### THE TASK
Answer from the East Timor legal news page:
1. What period does the East Timor Law and Justice Bulletin cover?
2. In the interview, which former doctor is always with Ramos-Horta?
3. How long has Ramos-Horta been staying in the department?

### QUOTED PASSAGE
☆ ☆ ☆ ☆ ☆ ☆ ☆
East Timor Legal New now on East Timor Law and Justice Bulletin

East Timor legal news continues on in the East Timor Law and Justice Bulletin. ETLJB covers the period from 2008 to the present. The archive and ETLB span almost a decade. It is by no means a comprehensive archive of legal news from East Timor but does cover many subjects and sources that have been of critical importance in the development of East Timor's legal culture since the catastrophic disintegration of the rule of law in 2006. Relates sources are East Timor Law Journal, East Timor Land Studies and United Nations Police in East Timor Security Reports for the period 2006-2008.

Thursday, April 11, 2013

Timor-Leste Legal News March 2008 (Part 5)

UNMIT Daily Media Review 31 March 08

TVTL Interview with Ramos-Horta: 

Q: What was your condition after you were discharged from the Private Hospital in Darwin.

A: I am not so bad. I am still wounded and my wounds are trying to heal. I have two big wound- one wound is very close to my back and it is very difficult to cover, but the doctor is always assessing this. I also feel pain in my arteries because of the bullet.

Q: After you were discharged and moved to this department, how are doctors treating you?

A: Every day, one doctor comes to visit me here, and our former doctor Rui Maria de Araujo is always with me.  If I have any problems, he calls the principal surgeon in the hospital. And every week, I go to see the doctor in the hospital. Up till now I have not had any problems, so I have been staying in this department for a week. I have started walking, doing exercises and at least sleeping well.

Q: How are you feeling today? Are you ok?

A: I am still tried, in pain, and I think the wounds that came from shooting are still heavy for me. I think this is going to take a few weeks before I will be fully recuperated.
☆ ☆ ☆ ☆ ☆ ☆ ☆
### INPUT DATA
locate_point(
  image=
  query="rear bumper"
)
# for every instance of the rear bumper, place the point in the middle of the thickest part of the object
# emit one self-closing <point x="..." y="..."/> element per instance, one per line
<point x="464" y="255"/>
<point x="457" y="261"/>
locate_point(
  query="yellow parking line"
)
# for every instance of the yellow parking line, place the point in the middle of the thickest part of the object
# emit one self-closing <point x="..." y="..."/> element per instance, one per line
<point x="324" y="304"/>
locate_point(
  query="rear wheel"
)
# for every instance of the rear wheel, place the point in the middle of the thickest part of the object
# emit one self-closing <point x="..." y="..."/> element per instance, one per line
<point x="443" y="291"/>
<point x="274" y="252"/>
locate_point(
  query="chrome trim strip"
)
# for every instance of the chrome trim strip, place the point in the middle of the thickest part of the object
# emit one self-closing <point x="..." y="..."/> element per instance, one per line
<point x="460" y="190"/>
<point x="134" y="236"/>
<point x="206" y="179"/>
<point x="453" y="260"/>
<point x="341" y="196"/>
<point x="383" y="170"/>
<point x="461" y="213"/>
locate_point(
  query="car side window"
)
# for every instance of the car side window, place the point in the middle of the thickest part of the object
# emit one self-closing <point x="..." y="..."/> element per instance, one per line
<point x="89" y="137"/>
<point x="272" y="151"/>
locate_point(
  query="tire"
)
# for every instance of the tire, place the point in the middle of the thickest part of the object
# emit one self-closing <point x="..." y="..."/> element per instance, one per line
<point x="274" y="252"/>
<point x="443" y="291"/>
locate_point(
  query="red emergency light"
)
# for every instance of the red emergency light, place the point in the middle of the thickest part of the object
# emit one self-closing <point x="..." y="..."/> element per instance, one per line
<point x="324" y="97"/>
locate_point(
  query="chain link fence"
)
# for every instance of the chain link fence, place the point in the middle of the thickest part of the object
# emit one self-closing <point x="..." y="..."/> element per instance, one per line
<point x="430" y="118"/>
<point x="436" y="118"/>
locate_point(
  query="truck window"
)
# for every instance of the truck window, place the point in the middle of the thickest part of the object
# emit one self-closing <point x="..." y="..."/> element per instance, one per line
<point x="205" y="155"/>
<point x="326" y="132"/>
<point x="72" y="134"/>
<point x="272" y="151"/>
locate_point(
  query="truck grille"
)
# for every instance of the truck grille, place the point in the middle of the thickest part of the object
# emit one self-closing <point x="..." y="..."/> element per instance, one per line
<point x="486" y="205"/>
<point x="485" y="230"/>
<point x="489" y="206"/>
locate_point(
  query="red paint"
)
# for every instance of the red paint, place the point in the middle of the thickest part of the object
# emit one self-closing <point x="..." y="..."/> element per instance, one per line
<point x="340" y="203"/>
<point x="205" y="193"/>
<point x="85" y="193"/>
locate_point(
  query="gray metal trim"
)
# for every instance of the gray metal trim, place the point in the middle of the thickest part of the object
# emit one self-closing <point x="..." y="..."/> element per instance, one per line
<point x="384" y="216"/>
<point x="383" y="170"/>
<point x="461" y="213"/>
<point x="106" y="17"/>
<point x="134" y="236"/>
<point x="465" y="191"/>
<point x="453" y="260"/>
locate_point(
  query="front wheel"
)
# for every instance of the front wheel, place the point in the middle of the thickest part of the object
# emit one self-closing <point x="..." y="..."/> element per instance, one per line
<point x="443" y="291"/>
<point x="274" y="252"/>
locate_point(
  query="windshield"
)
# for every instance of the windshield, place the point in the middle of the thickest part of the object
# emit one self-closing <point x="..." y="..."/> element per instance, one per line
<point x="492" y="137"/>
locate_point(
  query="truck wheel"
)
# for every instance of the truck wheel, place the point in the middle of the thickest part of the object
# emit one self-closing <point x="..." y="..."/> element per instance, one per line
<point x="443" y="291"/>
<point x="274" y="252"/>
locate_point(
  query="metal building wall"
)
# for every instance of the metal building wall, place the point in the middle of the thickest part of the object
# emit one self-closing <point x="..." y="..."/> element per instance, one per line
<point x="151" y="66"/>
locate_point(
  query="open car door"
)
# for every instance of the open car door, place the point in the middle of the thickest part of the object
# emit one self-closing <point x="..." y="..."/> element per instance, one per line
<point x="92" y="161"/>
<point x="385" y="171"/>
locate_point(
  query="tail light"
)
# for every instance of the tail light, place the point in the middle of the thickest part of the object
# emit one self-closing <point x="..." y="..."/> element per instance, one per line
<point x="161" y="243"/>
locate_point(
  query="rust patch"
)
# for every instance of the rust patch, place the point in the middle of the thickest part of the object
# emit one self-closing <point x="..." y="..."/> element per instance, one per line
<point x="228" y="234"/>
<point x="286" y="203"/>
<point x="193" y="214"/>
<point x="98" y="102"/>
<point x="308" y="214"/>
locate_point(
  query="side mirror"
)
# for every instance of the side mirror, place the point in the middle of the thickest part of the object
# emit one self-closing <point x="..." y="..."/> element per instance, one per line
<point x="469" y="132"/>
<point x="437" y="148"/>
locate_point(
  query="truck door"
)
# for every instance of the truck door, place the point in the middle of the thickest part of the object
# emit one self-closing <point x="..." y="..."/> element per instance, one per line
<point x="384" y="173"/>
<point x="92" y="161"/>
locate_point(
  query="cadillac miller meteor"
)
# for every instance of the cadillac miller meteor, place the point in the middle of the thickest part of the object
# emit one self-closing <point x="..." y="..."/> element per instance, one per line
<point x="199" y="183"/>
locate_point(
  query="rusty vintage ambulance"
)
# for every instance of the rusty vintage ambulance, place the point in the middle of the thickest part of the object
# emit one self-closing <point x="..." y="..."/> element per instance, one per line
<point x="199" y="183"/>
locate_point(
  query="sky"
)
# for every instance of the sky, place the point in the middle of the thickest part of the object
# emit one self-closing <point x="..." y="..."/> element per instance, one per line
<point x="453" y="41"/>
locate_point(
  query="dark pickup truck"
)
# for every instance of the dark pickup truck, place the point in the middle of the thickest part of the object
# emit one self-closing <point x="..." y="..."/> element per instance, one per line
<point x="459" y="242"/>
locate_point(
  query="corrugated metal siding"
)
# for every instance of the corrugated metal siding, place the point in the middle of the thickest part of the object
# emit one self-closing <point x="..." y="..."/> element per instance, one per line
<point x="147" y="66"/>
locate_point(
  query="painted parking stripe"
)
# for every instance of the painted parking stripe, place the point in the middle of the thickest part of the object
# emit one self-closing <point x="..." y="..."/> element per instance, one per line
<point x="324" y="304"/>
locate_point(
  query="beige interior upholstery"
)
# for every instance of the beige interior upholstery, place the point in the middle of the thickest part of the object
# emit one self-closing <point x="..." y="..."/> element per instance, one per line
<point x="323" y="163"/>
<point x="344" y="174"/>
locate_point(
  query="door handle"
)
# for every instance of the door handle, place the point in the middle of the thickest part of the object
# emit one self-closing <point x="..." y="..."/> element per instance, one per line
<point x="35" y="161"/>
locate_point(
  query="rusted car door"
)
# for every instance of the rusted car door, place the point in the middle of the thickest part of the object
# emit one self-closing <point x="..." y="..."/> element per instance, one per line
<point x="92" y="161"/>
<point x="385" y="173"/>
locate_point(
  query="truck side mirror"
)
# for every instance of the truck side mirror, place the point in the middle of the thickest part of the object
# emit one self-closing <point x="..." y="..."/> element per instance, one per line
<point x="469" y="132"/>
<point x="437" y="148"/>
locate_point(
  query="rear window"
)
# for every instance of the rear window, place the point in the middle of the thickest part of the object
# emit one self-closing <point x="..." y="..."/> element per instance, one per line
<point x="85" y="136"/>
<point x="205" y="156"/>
☆ ☆ ☆ ☆ ☆ ☆ ☆
### SOLUTION TO THIS TASK
1. From 2008 to the present.
2. Rui Maria de Araujo.
3. For a week.